■ INSTRUCTIONS FOR THE TASK
Set the whole listing down again exactly as written.

■ RECORD EXTRACTS
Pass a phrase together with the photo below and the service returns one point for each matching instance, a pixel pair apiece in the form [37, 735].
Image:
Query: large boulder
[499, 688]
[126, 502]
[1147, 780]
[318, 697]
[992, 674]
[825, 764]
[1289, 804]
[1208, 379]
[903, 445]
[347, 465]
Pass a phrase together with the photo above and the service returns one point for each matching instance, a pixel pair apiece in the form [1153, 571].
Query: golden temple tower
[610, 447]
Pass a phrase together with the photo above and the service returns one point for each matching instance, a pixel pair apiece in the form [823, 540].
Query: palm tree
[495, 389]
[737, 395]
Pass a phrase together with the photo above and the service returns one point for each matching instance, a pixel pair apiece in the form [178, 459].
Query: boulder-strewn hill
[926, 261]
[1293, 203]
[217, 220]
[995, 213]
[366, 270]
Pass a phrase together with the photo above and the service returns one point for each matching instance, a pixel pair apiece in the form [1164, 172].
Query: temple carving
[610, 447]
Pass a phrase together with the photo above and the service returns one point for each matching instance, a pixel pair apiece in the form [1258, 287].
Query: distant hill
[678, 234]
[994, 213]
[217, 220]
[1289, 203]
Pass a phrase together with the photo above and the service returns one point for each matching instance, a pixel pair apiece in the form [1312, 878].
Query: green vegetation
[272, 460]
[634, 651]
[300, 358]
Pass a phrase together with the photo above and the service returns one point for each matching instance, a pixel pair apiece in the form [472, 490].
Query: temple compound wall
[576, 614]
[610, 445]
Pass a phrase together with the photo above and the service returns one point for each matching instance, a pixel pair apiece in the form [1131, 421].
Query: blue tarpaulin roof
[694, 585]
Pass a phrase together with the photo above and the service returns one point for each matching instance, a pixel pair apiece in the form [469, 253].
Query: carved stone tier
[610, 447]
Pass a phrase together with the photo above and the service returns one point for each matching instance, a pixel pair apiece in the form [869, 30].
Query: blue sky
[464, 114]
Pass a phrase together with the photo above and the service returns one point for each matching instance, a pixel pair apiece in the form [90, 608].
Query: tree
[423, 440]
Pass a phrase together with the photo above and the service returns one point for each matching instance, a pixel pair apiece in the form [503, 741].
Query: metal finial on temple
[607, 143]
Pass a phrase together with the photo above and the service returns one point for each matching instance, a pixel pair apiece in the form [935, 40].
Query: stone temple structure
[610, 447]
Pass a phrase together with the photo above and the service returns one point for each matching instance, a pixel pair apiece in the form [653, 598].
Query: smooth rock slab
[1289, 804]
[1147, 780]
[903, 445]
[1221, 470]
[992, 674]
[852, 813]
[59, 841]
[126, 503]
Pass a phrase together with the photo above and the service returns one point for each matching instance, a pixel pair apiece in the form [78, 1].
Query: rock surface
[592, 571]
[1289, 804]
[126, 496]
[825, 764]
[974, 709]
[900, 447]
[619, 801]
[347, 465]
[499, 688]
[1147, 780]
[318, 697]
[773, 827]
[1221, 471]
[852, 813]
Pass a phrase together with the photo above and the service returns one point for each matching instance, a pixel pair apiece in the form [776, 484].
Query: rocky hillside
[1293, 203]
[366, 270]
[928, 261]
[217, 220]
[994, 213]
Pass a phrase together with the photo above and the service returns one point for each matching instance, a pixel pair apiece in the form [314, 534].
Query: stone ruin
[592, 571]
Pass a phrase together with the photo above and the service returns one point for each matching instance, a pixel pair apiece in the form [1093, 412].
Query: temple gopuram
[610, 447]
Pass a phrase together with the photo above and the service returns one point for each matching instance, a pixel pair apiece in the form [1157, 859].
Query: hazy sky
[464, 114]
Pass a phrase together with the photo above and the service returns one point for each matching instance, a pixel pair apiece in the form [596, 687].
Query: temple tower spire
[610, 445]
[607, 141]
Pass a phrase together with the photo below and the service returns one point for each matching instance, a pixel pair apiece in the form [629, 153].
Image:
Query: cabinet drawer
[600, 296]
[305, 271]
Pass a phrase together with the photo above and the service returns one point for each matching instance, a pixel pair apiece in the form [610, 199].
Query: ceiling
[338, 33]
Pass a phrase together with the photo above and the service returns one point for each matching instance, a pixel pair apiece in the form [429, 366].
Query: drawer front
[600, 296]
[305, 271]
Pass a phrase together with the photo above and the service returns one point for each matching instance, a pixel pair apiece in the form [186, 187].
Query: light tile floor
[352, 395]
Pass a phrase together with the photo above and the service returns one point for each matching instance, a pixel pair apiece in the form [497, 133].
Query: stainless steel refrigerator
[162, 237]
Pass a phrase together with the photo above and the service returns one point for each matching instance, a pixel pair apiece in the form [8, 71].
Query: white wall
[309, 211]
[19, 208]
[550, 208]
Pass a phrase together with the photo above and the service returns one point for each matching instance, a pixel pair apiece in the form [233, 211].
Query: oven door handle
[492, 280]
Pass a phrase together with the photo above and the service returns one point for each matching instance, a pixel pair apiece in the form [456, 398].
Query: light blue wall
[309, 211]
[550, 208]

■ ANSWER SECTION
Pass a phrase together with the photo below and the service returns one point for each matching instance, a pixel pair apiece in the form [37, 735].
Image:
Query: large boulder
[499, 688]
[126, 502]
[1147, 780]
[318, 697]
[992, 674]
[825, 764]
[1289, 804]
[1208, 379]
[903, 445]
[347, 465]
Pass a phrase together with the photo above and the service returns one point for each matching instance, a pixel pair apiece in the form [1153, 571].
Query: golden temple tower
[610, 447]
Pass a phrase together with the photo above and the service returns one point for each matching instance, a pixel pair apiece in the form [823, 540].
Query: palm tree
[495, 389]
[737, 395]
Pass a phrase together with the photo above and the service returns one point for each matching instance, a pixel pair apiece in the form [178, 459].
Query: boulder-strewn hill
[926, 261]
[1293, 203]
[217, 220]
[995, 213]
[366, 270]
Pass a phrase together with the photo above and the service returns one point for each matching instance, a pixel pair apiece in the form [1164, 172].
Query: temple carving
[610, 447]
Pass a phrase together with the photo above and the service returns one point for each matching instance, a pixel pair apiece in the form [1258, 287].
Query: distant hill
[678, 234]
[994, 213]
[217, 220]
[1289, 203]
Pass a phrase together with the photo above and the service returns one point for each matching instance, a pixel pair apiece in the form [1312, 878].
Query: green vegetation
[272, 460]
[634, 651]
[300, 358]
Pass a phrase together with the photo above and the service returns one point for each matching instance, a pixel pair apiece in the form [472, 490].
Query: temple compound wall
[576, 614]
[610, 445]
Pass a phrase together with the photo above and the service returns one point for each matching instance, a pixel pair apiece in the form [1131, 421].
Query: blue tarpaulin roof
[694, 585]
Pass a phrase together with the photo above and the service returns one point for each matching instance, a pixel pair apiece in the form [469, 253].
Query: carved stone tier
[610, 447]
Pass a phrase together with the photo above and the service returns one point for each matching instance, a pixel pair apiece in the form [869, 30].
Query: blue sky
[464, 114]
Pass a phrase together with the photo above and the service returns one point for each matching instance, a pixel pair apiece in the form [90, 608].
Query: tree
[423, 440]
Pass a phrase together with the photo above and the service returns one point for each matching instance, a pixel pair apiece in the form [503, 741].
Query: metal finial on temple
[607, 143]
Pass a phrase together with the photo above and the service returns one point for each matching instance, a pixel pair apiece in the form [935, 40].
Query: stone temple structure
[610, 447]
Pass a phrase together with the photo above and the service returns one point for each matching instance, a pixel pair apiece in the form [653, 598].
Query: smooth rock slab
[1289, 804]
[1147, 780]
[903, 445]
[1221, 470]
[992, 674]
[852, 813]
[59, 841]
[126, 503]
Pass a phrase together with the photo above and the service returns one point for each matching instance, a pixel pair apiece in the form [78, 1].
Query: rock surface
[592, 571]
[1289, 804]
[126, 496]
[825, 764]
[974, 709]
[900, 447]
[619, 801]
[347, 465]
[499, 688]
[1147, 780]
[318, 697]
[773, 827]
[1221, 471]
[852, 813]
Pass a phrase together with the photo above and the service returns one point for each matching instance, a pixel pair apiece in the form [776, 484].
Query: rocky hillside
[1293, 203]
[366, 270]
[928, 261]
[217, 220]
[994, 213]
Pass a phrase together with the photo above and the service returns one point for each matching instance, a pixel pair apiece in the form [314, 534].
Query: stone ruin
[592, 571]
Pass a phrase together with the photo above and the service returns one point for each matching instance, a pixel pair apiece in the form [1093, 412].
Query: temple gopuram
[610, 447]
Pass a phrase together with the photo above and the service returns one point for each matching instance, a pixel pair apiece in the form [1157, 859].
Query: hazy sky
[464, 114]
Pass a phrase together with the photo above and the service returns one point for each matching instance, a pixel pair apiece in the form [596, 687].
Query: temple tower spire
[610, 445]
[607, 141]
Pass a phrase together with the photo below and the service returns one point for each matching instance, a pixel pair apiece in the form [629, 153].
Image:
Query: cabinet drawer
[600, 296]
[305, 271]
Pass a phrase together with the photo above and the service returns one point for each matching instance, a pixel pair apiece in the form [610, 199].
Query: ceiling
[338, 33]
Pass a phrase together with the photo above and the service returns one point for each matching instance, a pixel pair apiece in the form [429, 366].
Query: drawer front
[600, 296]
[305, 271]
Pass a phrase together with the photo above and the service returns one point for each matching instance, a pixel pair apiece in the form [186, 187].
Query: light tile floor
[352, 395]
Pass a phrase together with the photo above and the service returns one point for each matching instance, a pixel pair apiece in the form [497, 133].
Query: stainless steel refrigerator
[162, 237]
Pass a phrase together with the photo above and the service returns one point for each matching instance, a pixel pair apiece in the form [8, 71].
Query: white wall
[309, 211]
[19, 208]
[550, 208]
Pass a phrase together with the photo above and the service returns one point for each matching instance, a pixel pair apiece in the form [233, 211].
Query: oven door handle
[492, 280]
Pass a phrase together with the photo above and the service returns one point for each matching instance, a pixel pair apiece in the form [456, 398].
Query: light blue wall
[309, 211]
[550, 208]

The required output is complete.